- WORK REQUIRED
Rewrite the records below with "single dot apiece" changed to "single dot each" wherever it occurs, keeping every other line unchanged. Omit the pictures from your answer.

##### AVAILABLE RECORDS #####

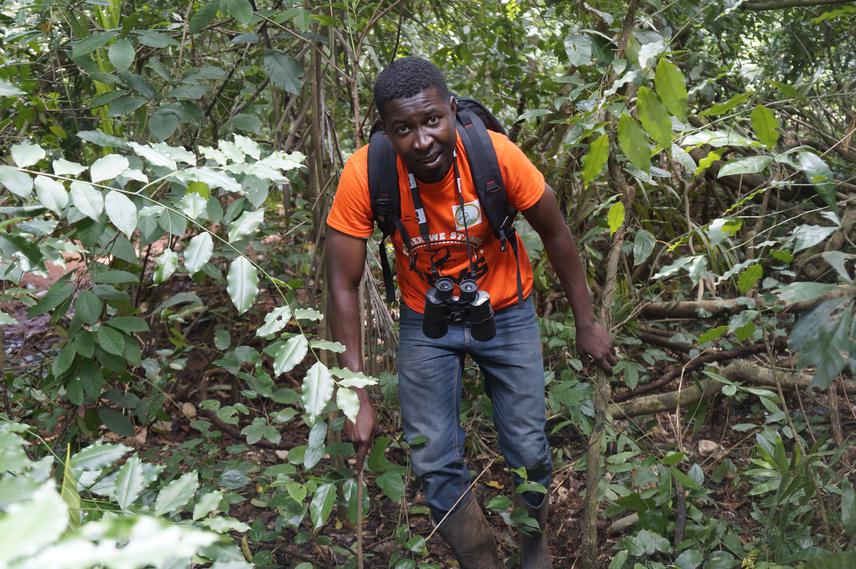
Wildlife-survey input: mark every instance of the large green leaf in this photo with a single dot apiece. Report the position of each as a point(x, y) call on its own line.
point(27, 527)
point(291, 354)
point(284, 71)
point(121, 211)
point(129, 482)
point(16, 182)
point(121, 54)
point(671, 87)
point(317, 390)
point(275, 320)
point(108, 167)
point(595, 159)
point(634, 142)
point(655, 119)
point(765, 125)
point(176, 494)
point(26, 154)
point(198, 252)
point(322, 504)
point(819, 174)
point(748, 165)
point(51, 194)
point(242, 284)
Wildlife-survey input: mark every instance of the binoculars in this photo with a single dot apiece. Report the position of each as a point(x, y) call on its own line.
point(471, 306)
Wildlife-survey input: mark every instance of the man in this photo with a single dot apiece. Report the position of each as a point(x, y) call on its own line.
point(418, 115)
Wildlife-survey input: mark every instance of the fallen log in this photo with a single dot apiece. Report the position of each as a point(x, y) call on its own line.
point(725, 306)
point(666, 401)
point(742, 370)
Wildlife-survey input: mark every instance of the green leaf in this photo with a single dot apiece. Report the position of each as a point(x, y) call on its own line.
point(634, 142)
point(176, 494)
point(129, 482)
point(246, 225)
point(578, 48)
point(595, 159)
point(91, 43)
point(392, 485)
point(26, 154)
point(203, 16)
point(9, 90)
point(672, 89)
point(108, 167)
point(749, 278)
point(806, 236)
point(88, 307)
point(242, 284)
point(110, 340)
point(819, 174)
point(317, 390)
point(291, 354)
point(162, 124)
point(322, 504)
point(165, 265)
point(284, 71)
point(830, 351)
point(27, 527)
point(689, 559)
point(241, 10)
point(748, 165)
point(121, 54)
point(643, 245)
point(275, 320)
point(765, 125)
point(655, 119)
point(51, 194)
point(16, 182)
point(198, 252)
point(206, 504)
point(348, 402)
point(722, 108)
point(121, 211)
point(615, 217)
point(97, 456)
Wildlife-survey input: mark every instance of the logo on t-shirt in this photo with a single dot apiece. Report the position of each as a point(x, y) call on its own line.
point(471, 212)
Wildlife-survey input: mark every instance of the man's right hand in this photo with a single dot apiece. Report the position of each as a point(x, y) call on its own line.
point(362, 431)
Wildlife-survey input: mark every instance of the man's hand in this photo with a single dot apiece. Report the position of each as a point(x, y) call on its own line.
point(594, 345)
point(362, 432)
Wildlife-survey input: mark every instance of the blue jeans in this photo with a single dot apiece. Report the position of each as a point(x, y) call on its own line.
point(429, 384)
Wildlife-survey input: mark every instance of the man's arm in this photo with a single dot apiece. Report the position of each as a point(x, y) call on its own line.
point(346, 257)
point(592, 338)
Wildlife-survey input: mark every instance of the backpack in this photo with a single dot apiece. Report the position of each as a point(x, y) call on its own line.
point(473, 121)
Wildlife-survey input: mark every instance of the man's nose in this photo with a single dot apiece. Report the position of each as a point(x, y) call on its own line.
point(422, 141)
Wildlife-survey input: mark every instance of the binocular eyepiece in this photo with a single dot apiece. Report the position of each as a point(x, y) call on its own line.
point(472, 307)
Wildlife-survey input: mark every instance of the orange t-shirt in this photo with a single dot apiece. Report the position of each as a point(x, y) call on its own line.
point(496, 270)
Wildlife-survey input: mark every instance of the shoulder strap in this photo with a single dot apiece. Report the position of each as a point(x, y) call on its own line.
point(385, 200)
point(489, 184)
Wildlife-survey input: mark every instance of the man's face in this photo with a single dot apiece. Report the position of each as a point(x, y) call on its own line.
point(422, 131)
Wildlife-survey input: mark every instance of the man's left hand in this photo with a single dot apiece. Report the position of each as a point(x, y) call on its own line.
point(594, 344)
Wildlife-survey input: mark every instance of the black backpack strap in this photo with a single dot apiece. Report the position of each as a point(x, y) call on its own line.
point(489, 184)
point(385, 200)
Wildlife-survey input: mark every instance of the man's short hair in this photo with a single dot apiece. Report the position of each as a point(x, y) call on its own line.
point(405, 78)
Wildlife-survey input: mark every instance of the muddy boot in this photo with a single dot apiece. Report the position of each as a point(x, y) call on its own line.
point(470, 536)
point(534, 553)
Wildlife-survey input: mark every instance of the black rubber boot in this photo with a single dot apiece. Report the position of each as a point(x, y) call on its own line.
point(470, 536)
point(534, 553)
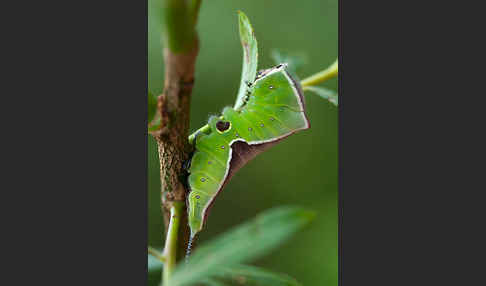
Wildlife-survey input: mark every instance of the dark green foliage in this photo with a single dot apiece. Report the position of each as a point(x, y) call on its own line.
point(243, 243)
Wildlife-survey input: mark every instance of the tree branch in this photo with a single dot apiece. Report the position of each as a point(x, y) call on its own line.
point(173, 106)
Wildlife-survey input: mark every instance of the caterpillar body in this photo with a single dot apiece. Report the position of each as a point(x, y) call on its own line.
point(274, 109)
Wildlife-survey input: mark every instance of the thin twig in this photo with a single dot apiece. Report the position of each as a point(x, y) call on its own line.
point(170, 248)
point(155, 253)
point(322, 76)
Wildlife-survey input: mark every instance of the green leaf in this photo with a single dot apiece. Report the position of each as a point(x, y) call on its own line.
point(154, 265)
point(213, 282)
point(294, 60)
point(152, 106)
point(243, 243)
point(325, 93)
point(250, 57)
point(154, 271)
point(251, 275)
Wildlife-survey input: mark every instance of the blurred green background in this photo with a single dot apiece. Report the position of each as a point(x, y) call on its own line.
point(301, 170)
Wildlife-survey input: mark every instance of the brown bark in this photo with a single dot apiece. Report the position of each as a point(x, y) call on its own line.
point(173, 146)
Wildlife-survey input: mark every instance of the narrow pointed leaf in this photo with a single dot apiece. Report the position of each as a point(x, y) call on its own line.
point(251, 275)
point(243, 243)
point(152, 106)
point(250, 57)
point(325, 93)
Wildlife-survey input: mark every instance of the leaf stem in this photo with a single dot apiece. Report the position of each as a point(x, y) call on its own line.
point(170, 249)
point(322, 76)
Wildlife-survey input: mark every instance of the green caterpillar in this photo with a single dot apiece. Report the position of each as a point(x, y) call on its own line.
point(272, 110)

#####

- TASK RESULT
Wildlife-survey input: mark every instance of the large green leaf in this photo with a single dot each. Report the position of each as a point(x, y) call on its own line.
point(27, 527)
point(291, 354)
point(284, 71)
point(121, 211)
point(129, 482)
point(16, 182)
point(121, 54)
point(671, 87)
point(317, 390)
point(275, 320)
point(108, 167)
point(595, 159)
point(634, 142)
point(655, 119)
point(765, 125)
point(176, 494)
point(26, 154)
point(198, 252)
point(322, 504)
point(819, 174)
point(748, 165)
point(51, 194)
point(242, 284)
Wildlife-survey input: mark every instance of the binoculars in this photo with a single dot each. Report the position of each as a point(x, y) call on its own line.
point(471, 306)
Wildlife-survey input: mark every instance of the man in this photo with a single dot each. Report the position of each as a point(x, y) call on its own line.
point(418, 115)
Wildlife-survey input: mark every instance of the fallen log in this photo with a single dot each. Report the position of each as a point(x, y) call on its own line.
point(725, 306)
point(666, 401)
point(742, 370)
Wildlife-survey input: mark every instance of the green leaf in this photo with a single dot each. Report the position of each as a point(x, y) call on its own line.
point(634, 142)
point(176, 494)
point(129, 482)
point(246, 225)
point(578, 48)
point(595, 159)
point(91, 43)
point(392, 485)
point(26, 154)
point(203, 16)
point(9, 90)
point(672, 89)
point(108, 167)
point(749, 278)
point(806, 236)
point(88, 307)
point(242, 284)
point(110, 340)
point(819, 174)
point(317, 390)
point(291, 354)
point(162, 124)
point(322, 504)
point(165, 265)
point(284, 71)
point(830, 351)
point(27, 527)
point(689, 559)
point(241, 10)
point(748, 165)
point(121, 54)
point(643, 245)
point(275, 320)
point(765, 125)
point(655, 119)
point(51, 194)
point(16, 182)
point(198, 252)
point(206, 504)
point(348, 402)
point(722, 108)
point(121, 211)
point(615, 217)
point(97, 456)
Wildlife-survey input: mark every instance of the logo on t-shirt in this photo with a single dot each. Report the position of each as a point(x, y) call on its own line.
point(471, 212)
Wildlife-survey input: mark every instance of the man's right hand in this photo with a single dot each. Report the position of each as a point(x, y) call on its own line.
point(362, 431)
Wildlife-survey input: mark every instance of the man's hand in this photo with a single dot each. Report the position of each as a point(x, y) call on its own line.
point(594, 345)
point(362, 432)
Wildlife-survey input: mark every instance of the blue jeans in this photo with a single dot each. Report the position of each as a point(x, y) call on its own line.
point(429, 384)
Wildlife-survey input: mark every instance of the man's arm in this photo with a single dot each. Report the position of each as a point(x, y) call on its own line.
point(346, 257)
point(592, 338)
Wildlife-survey input: mark every instance of the backpack in this photo with a single dot each. Report the position of each as a point(x, y) call on its own line.
point(473, 121)
Wildlife-survey input: mark every instance of the man's nose in this photo with a single dot each. Report the position of each as a point(x, y) call on its own line.
point(422, 141)
Wildlife-survey input: mark every instance of the binocular eyepiece in this photo with a single dot each. Report the position of each as a point(x, y) call on its own line.
point(472, 307)
Wildlife-survey input: mark every instance of the orange t-shirt in this photo with a single dot each. Report the position of each as a point(x, y) call on its own line.
point(496, 270)
Wildlife-survey input: mark every instance of the shoulder strap in this photo with a single dot each. Report the position of each as a point(x, y) call on its own line.
point(385, 200)
point(489, 184)
Wildlife-survey input: mark every instance of the man's face in this photo with a single dot each. Report the position of each as a point(x, y) call on its own line.
point(422, 131)
Wildlife-survey input: mark every instance of the man's left hand in this photo with a single dot each. Report the position of each as a point(x, y) call on its own line.
point(594, 344)
Wildlife-survey input: mark every instance of the black backpack strap in this photo with a single dot each. Report the position of each as a point(x, y) call on its own line.
point(489, 184)
point(385, 200)
Wildlife-survey input: mark every instance of the man's short hair in this photo with a single dot each. Report the position of each as a point(x, y) call on its own line.
point(405, 78)
Wildlife-survey input: mark every instance of the muddy boot in this photo with a single dot each. Report the position of each as a point(x, y) call on its own line.
point(470, 536)
point(534, 553)
Wildlife-survey input: mark every instance of the black rubber boot in this photo with a single dot each. Report the position of each as a point(x, y) call on its own line.
point(470, 536)
point(534, 553)
Wildlife-survey input: mark every instance of the dark green foliage in this photo with a single dot each. Report the position of each as a point(x, y) call on its own line.
point(243, 243)
Wildlife-survey input: mark every instance of the tree branch in this photo with a single dot each. Report the position of each as a point(x, y) call on its own line.
point(173, 106)
Wildlife-survey input: mark every instance of the caterpillar body in this photo with a single dot each. Report the position of each as a point(x, y) call on its own line.
point(274, 109)
Wildlife-survey input: mark every instance of the thin twig in this photo with a single dot each. Report the position of each as a point(x, y) call on its own line.
point(170, 248)
point(155, 253)
point(322, 76)
Wildlife-survey input: mark every instance of the green leaf in this photo with a single dot each. Report the position of each as a point(x, y) call on its own line.
point(154, 265)
point(213, 282)
point(294, 60)
point(152, 106)
point(243, 243)
point(325, 93)
point(250, 57)
point(154, 271)
point(251, 275)
Wildlife-survey input: mark every instance of the blurred green background in this photo with a single dot each. Report the position of each as a point(x, y) call on its own line.
point(301, 170)
Wildlife-survey input: mark every instance of the brown bark in this photo with a single dot each. Report the position of each as a point(x, y) call on its own line.
point(173, 146)
Wildlife-survey input: mark every instance of the narrow pointed leaf in this photo with a single dot each. Report the position of each as a point(x, y) call on its own line.
point(251, 275)
point(243, 243)
point(152, 106)
point(250, 57)
point(325, 93)
Wildlife-survey input: mark every instance of the leaf stem in this photo with a single dot each. Report the position of each as a point(x, y) call on its own line.
point(170, 249)
point(322, 76)
Wildlife-survey input: mark every instance of the green caterpillar in this photo with a single dot each. Report the position of each as a point(x, y) call on its own line.
point(272, 110)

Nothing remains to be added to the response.